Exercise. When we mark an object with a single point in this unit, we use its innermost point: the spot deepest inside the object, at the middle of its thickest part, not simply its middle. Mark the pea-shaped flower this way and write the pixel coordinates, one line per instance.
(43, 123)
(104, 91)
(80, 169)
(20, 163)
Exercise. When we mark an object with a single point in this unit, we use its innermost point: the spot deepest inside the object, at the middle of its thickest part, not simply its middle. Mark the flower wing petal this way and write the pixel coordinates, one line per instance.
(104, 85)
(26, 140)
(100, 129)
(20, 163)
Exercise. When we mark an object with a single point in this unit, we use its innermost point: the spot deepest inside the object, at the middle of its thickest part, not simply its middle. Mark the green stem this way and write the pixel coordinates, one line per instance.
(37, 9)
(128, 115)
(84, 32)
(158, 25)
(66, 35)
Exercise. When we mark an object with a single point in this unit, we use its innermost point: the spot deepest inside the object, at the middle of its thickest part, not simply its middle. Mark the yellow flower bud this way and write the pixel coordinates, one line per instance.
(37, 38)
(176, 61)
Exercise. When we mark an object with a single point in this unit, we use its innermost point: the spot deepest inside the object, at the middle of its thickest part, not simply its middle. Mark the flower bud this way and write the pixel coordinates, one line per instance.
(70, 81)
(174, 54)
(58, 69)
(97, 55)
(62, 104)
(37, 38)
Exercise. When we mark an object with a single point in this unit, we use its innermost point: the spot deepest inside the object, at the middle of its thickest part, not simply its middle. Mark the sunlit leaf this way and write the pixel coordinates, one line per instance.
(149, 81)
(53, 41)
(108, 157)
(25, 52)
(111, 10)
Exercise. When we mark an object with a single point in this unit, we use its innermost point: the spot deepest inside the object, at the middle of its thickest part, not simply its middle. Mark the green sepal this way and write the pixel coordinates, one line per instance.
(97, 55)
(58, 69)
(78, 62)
========
Requirements:
Rescale the items, starting with the line that contains "the green sepal" and going on through the end of the items. Write those lines out again, each request included, and multiply every coordinate in the answers by 1.05, rounding to whole numbers with halves rounded up.

Expected answer:
Exercise. When we mark an object with a single point in this unit, we use its innermost point: the spot deepest inside the object, at the middle of its thickest part, not simply its middle. Mark the green sepal this way and write the pixel coordinates, one line per instance.
(102, 58)
(61, 72)
(82, 65)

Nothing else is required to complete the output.